**WHAT THE EXERCISE ASKS**
Quote the records word for word, from their beginning up to and including the line that contains "[219,205,232,227]". Omit the pictures from your answer.
*****
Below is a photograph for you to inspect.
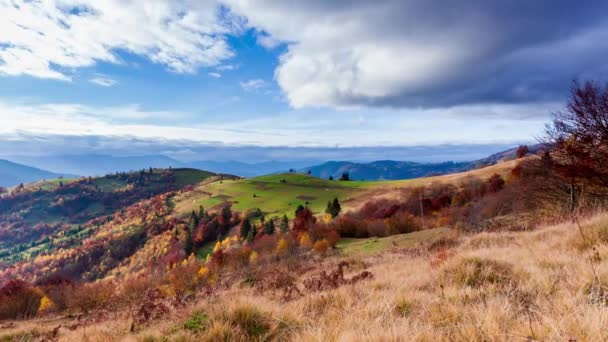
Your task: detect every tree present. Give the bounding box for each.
[247,225,258,242]
[240,217,251,239]
[331,197,342,217]
[296,204,304,216]
[340,172,350,181]
[279,215,289,233]
[264,219,275,235]
[219,205,232,227]
[184,210,200,255]
[515,145,530,158]
[546,81,608,210]
[325,198,342,218]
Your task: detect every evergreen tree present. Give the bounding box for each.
[296,204,304,216]
[340,172,350,181]
[325,201,334,217]
[247,225,258,242]
[240,217,251,239]
[198,205,209,220]
[279,215,289,233]
[331,197,342,217]
[222,206,232,226]
[325,198,342,218]
[264,219,275,235]
[184,210,199,255]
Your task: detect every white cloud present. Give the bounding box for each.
[256,33,281,50]
[0,0,235,80]
[0,100,559,147]
[239,78,266,91]
[225,0,608,108]
[89,75,118,87]
[215,64,239,71]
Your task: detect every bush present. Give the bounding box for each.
[312,239,329,254]
[0,280,44,319]
[444,258,518,288]
[183,312,209,334]
[386,213,421,235]
[67,281,115,312]
[231,305,270,340]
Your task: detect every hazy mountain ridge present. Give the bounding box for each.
[0,159,69,187]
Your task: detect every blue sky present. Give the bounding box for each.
[0,0,608,159]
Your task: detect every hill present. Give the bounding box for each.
[0,207,608,341]
[186,160,324,177]
[298,144,546,181]
[0,169,215,269]
[300,160,474,180]
[175,157,534,217]
[0,159,70,187]
[11,154,186,176]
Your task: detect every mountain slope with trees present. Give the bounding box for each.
[0,159,71,187]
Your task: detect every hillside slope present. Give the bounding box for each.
[175,156,524,217]
[0,159,69,187]
[300,160,474,180]
[0,214,608,341]
[0,169,215,278]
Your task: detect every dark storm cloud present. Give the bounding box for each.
[227,0,608,107]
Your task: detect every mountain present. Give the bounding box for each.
[187,160,318,177]
[298,144,547,181]
[0,169,222,283]
[299,160,474,180]
[0,159,69,187]
[11,154,185,176]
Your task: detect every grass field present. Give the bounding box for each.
[176,174,372,217]
[337,228,454,256]
[175,160,519,218]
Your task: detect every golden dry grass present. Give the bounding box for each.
[0,210,608,341]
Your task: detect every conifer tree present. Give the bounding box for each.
[279,215,289,233]
[240,217,251,239]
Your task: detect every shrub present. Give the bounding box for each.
[231,305,270,340]
[394,299,414,317]
[0,280,44,319]
[67,281,115,312]
[386,212,421,235]
[445,258,518,287]
[312,239,329,254]
[183,312,209,334]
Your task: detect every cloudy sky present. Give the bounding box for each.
[0,0,608,161]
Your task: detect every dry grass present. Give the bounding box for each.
[0,214,608,341]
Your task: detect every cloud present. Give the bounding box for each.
[215,64,239,71]
[0,0,238,81]
[89,75,118,87]
[239,78,266,91]
[0,100,560,148]
[225,0,608,108]
[256,33,281,50]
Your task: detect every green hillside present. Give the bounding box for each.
[0,169,215,267]
[176,174,376,217]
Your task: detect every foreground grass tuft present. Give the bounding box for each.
[445,257,518,288]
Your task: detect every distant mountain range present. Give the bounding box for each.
[0,144,543,185]
[298,144,546,181]
[0,159,69,187]
[299,160,474,180]
[9,154,184,176]
[9,154,320,177]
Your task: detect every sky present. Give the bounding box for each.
[0,0,608,160]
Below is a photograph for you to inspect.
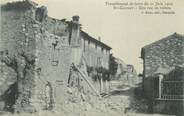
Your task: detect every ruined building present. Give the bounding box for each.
[141,33,184,112]
[0,0,111,112]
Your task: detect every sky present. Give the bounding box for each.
[1,0,184,73]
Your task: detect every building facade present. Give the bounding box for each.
[141,33,184,112]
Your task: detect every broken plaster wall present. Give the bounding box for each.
[33,25,71,108]
[0,3,71,112]
[0,7,35,110]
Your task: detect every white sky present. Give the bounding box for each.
[1,0,184,72]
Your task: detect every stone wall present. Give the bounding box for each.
[142,34,184,77]
[81,36,110,69]
[0,2,71,112]
[141,33,184,98]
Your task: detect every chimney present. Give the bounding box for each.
[69,15,80,46]
[72,15,79,24]
[98,36,101,41]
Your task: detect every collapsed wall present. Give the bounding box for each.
[0,1,71,112]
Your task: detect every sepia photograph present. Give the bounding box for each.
[0,0,184,116]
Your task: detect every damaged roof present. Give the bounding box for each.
[1,0,38,10]
[81,31,112,50]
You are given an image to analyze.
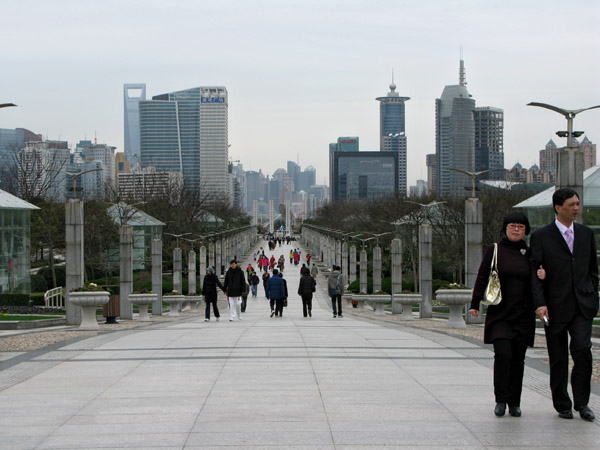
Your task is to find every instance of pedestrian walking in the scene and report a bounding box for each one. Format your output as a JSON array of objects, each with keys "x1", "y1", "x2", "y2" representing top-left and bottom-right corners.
[
  {"x1": 223, "y1": 259, "x2": 246, "y2": 322},
  {"x1": 298, "y1": 268, "x2": 317, "y2": 317},
  {"x1": 310, "y1": 263, "x2": 319, "y2": 280},
  {"x1": 250, "y1": 272, "x2": 260, "y2": 298},
  {"x1": 202, "y1": 266, "x2": 225, "y2": 322},
  {"x1": 327, "y1": 266, "x2": 344, "y2": 319},
  {"x1": 530, "y1": 188, "x2": 598, "y2": 422},
  {"x1": 263, "y1": 272, "x2": 271, "y2": 297},
  {"x1": 469, "y1": 212, "x2": 544, "y2": 417},
  {"x1": 266, "y1": 269, "x2": 288, "y2": 317}
]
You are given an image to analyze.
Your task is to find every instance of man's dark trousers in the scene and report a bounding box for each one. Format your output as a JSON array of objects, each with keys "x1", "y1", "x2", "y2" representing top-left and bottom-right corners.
[{"x1": 331, "y1": 294, "x2": 342, "y2": 316}]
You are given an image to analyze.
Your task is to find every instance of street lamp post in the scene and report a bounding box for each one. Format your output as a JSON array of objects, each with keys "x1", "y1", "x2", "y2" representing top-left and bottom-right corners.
[{"x1": 527, "y1": 102, "x2": 600, "y2": 223}]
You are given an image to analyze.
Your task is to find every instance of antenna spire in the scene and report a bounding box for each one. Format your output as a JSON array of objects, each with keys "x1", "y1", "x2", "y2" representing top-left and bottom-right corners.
[{"x1": 458, "y1": 45, "x2": 467, "y2": 86}]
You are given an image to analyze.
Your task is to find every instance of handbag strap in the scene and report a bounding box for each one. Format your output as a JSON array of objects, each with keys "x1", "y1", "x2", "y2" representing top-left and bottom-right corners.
[{"x1": 490, "y1": 243, "x2": 498, "y2": 271}]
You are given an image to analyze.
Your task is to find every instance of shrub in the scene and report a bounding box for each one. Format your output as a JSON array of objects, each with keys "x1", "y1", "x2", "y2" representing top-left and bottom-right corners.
[
  {"x1": 0, "y1": 294, "x2": 29, "y2": 306},
  {"x1": 31, "y1": 274, "x2": 48, "y2": 292}
]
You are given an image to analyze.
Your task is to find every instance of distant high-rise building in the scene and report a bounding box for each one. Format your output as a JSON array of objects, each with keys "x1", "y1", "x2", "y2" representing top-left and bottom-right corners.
[
  {"x1": 330, "y1": 152, "x2": 398, "y2": 201},
  {"x1": 123, "y1": 83, "x2": 146, "y2": 165},
  {"x1": 75, "y1": 140, "x2": 116, "y2": 188},
  {"x1": 540, "y1": 136, "x2": 596, "y2": 173},
  {"x1": 115, "y1": 152, "x2": 131, "y2": 189},
  {"x1": 435, "y1": 59, "x2": 475, "y2": 195},
  {"x1": 0, "y1": 128, "x2": 42, "y2": 195},
  {"x1": 473, "y1": 106, "x2": 505, "y2": 180},
  {"x1": 376, "y1": 77, "x2": 410, "y2": 195},
  {"x1": 139, "y1": 87, "x2": 233, "y2": 199},
  {"x1": 295, "y1": 166, "x2": 317, "y2": 192},
  {"x1": 425, "y1": 153, "x2": 438, "y2": 192},
  {"x1": 329, "y1": 136, "x2": 359, "y2": 187}
]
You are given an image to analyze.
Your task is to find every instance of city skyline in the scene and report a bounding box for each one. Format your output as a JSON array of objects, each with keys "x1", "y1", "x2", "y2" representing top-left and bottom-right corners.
[{"x1": 0, "y1": 0, "x2": 600, "y2": 185}]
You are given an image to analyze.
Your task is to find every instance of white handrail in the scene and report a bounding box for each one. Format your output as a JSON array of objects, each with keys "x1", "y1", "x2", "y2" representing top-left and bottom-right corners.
[{"x1": 44, "y1": 286, "x2": 65, "y2": 308}]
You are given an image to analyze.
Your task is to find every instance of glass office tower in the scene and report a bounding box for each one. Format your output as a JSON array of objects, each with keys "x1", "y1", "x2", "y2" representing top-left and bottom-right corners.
[
  {"x1": 376, "y1": 79, "x2": 410, "y2": 195},
  {"x1": 139, "y1": 87, "x2": 232, "y2": 198}
]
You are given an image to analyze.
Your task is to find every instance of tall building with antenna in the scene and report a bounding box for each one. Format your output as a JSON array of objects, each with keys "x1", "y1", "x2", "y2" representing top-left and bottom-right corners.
[
  {"x1": 376, "y1": 72, "x2": 410, "y2": 195},
  {"x1": 432, "y1": 55, "x2": 475, "y2": 196}
]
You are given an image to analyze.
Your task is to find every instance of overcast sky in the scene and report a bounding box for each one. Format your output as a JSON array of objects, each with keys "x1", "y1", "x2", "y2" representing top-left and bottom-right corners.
[{"x1": 0, "y1": 0, "x2": 600, "y2": 184}]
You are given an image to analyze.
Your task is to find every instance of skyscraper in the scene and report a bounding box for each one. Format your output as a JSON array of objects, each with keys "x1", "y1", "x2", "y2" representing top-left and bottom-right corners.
[
  {"x1": 139, "y1": 86, "x2": 233, "y2": 201},
  {"x1": 473, "y1": 106, "x2": 505, "y2": 180},
  {"x1": 123, "y1": 83, "x2": 146, "y2": 164},
  {"x1": 435, "y1": 59, "x2": 475, "y2": 195},
  {"x1": 376, "y1": 76, "x2": 410, "y2": 195}
]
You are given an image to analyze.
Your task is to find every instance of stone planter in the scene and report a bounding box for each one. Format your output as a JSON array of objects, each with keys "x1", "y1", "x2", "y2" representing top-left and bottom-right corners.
[
  {"x1": 435, "y1": 289, "x2": 472, "y2": 328},
  {"x1": 129, "y1": 294, "x2": 156, "y2": 322},
  {"x1": 392, "y1": 294, "x2": 423, "y2": 320},
  {"x1": 163, "y1": 295, "x2": 186, "y2": 317},
  {"x1": 185, "y1": 295, "x2": 202, "y2": 312},
  {"x1": 360, "y1": 294, "x2": 392, "y2": 316},
  {"x1": 352, "y1": 294, "x2": 369, "y2": 311},
  {"x1": 69, "y1": 291, "x2": 110, "y2": 330},
  {"x1": 342, "y1": 294, "x2": 352, "y2": 308}
]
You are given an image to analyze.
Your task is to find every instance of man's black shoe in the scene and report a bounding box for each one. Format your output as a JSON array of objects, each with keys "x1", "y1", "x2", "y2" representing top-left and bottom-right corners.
[
  {"x1": 575, "y1": 405, "x2": 596, "y2": 422},
  {"x1": 558, "y1": 409, "x2": 573, "y2": 419},
  {"x1": 508, "y1": 405, "x2": 521, "y2": 417},
  {"x1": 494, "y1": 403, "x2": 506, "y2": 417}
]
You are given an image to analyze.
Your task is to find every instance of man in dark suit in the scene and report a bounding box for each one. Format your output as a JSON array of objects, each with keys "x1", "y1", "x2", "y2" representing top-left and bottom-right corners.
[{"x1": 530, "y1": 188, "x2": 598, "y2": 422}]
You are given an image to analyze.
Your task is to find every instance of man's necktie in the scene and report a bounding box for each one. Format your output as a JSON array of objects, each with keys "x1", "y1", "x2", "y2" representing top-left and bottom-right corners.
[{"x1": 565, "y1": 228, "x2": 573, "y2": 253}]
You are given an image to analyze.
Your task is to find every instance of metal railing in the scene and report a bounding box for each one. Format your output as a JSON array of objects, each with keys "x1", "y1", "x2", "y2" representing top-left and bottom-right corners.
[{"x1": 44, "y1": 286, "x2": 65, "y2": 308}]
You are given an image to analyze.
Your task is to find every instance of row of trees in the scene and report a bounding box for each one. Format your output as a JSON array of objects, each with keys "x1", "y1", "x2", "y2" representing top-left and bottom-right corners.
[
  {"x1": 307, "y1": 186, "x2": 542, "y2": 286},
  {"x1": 29, "y1": 179, "x2": 250, "y2": 288}
]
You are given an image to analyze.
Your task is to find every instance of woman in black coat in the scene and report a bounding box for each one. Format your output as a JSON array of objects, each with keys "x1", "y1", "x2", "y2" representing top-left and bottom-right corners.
[
  {"x1": 298, "y1": 268, "x2": 317, "y2": 317},
  {"x1": 202, "y1": 266, "x2": 224, "y2": 322},
  {"x1": 469, "y1": 212, "x2": 545, "y2": 417}
]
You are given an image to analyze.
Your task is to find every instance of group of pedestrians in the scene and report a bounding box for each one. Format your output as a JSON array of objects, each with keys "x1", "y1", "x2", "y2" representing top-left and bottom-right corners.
[{"x1": 469, "y1": 188, "x2": 598, "y2": 422}]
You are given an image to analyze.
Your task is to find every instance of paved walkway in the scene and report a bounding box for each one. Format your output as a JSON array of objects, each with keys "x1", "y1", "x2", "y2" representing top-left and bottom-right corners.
[{"x1": 0, "y1": 241, "x2": 600, "y2": 450}]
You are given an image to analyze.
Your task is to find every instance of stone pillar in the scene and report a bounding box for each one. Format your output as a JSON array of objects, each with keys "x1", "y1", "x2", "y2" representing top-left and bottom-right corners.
[
  {"x1": 198, "y1": 245, "x2": 206, "y2": 294},
  {"x1": 373, "y1": 246, "x2": 381, "y2": 292},
  {"x1": 285, "y1": 200, "x2": 292, "y2": 236},
  {"x1": 360, "y1": 248, "x2": 367, "y2": 294},
  {"x1": 252, "y1": 200, "x2": 258, "y2": 225},
  {"x1": 215, "y1": 239, "x2": 223, "y2": 277},
  {"x1": 348, "y1": 244, "x2": 356, "y2": 283},
  {"x1": 65, "y1": 200, "x2": 84, "y2": 325},
  {"x1": 119, "y1": 225, "x2": 133, "y2": 319},
  {"x1": 152, "y1": 239, "x2": 162, "y2": 316},
  {"x1": 419, "y1": 224, "x2": 433, "y2": 319},
  {"x1": 208, "y1": 242, "x2": 217, "y2": 273},
  {"x1": 173, "y1": 247, "x2": 183, "y2": 295},
  {"x1": 392, "y1": 239, "x2": 400, "y2": 294},
  {"x1": 465, "y1": 198, "x2": 483, "y2": 323},
  {"x1": 269, "y1": 200, "x2": 274, "y2": 233},
  {"x1": 341, "y1": 241, "x2": 350, "y2": 284},
  {"x1": 556, "y1": 149, "x2": 584, "y2": 223},
  {"x1": 188, "y1": 250, "x2": 196, "y2": 295}
]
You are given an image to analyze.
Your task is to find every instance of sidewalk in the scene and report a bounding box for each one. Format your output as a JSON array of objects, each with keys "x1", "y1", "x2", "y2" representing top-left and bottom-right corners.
[{"x1": 0, "y1": 242, "x2": 600, "y2": 450}]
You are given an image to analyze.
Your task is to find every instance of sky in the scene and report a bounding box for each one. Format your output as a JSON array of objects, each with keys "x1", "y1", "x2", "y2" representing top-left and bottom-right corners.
[{"x1": 0, "y1": 0, "x2": 600, "y2": 185}]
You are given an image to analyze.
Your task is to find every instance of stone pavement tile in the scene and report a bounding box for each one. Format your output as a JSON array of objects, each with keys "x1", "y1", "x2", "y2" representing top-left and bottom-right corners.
[
  {"x1": 185, "y1": 444, "x2": 338, "y2": 450},
  {"x1": 326, "y1": 404, "x2": 456, "y2": 422},
  {"x1": 477, "y1": 428, "x2": 599, "y2": 449},
  {"x1": 191, "y1": 418, "x2": 330, "y2": 433},
  {"x1": 78, "y1": 397, "x2": 201, "y2": 415},
  {"x1": 186, "y1": 430, "x2": 333, "y2": 448},
  {"x1": 36, "y1": 432, "x2": 188, "y2": 450},
  {"x1": 1, "y1": 435, "x2": 44, "y2": 450},
  {"x1": 335, "y1": 444, "x2": 486, "y2": 450},
  {"x1": 333, "y1": 425, "x2": 480, "y2": 448}
]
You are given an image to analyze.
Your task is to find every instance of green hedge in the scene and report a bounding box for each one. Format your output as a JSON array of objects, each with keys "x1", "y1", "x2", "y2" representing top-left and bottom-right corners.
[{"x1": 0, "y1": 294, "x2": 29, "y2": 306}]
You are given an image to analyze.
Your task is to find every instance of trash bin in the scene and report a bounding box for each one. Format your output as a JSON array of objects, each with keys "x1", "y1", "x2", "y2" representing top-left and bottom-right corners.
[{"x1": 102, "y1": 285, "x2": 121, "y2": 323}]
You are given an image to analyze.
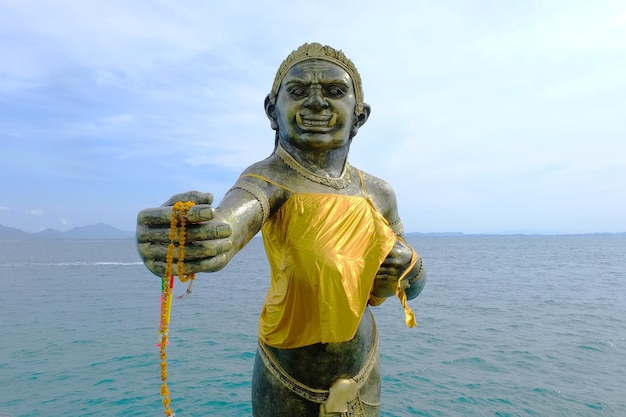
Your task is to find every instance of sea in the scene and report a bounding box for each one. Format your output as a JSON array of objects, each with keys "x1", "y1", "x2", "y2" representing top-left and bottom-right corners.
[{"x1": 0, "y1": 235, "x2": 626, "y2": 417}]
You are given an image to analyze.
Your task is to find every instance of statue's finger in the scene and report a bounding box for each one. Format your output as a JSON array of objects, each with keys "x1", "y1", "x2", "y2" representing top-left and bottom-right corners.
*****
**ANSWER TO THIS PROBLEM**
Below is a photograph for you to inspect.
Your task: detect every tree present. Give the bounding box for each.
[247,225,258,242]
[240,217,251,239]
[331,197,342,217]
[296,204,304,216]
[340,172,350,181]
[279,215,289,233]
[264,219,275,235]
[219,205,232,227]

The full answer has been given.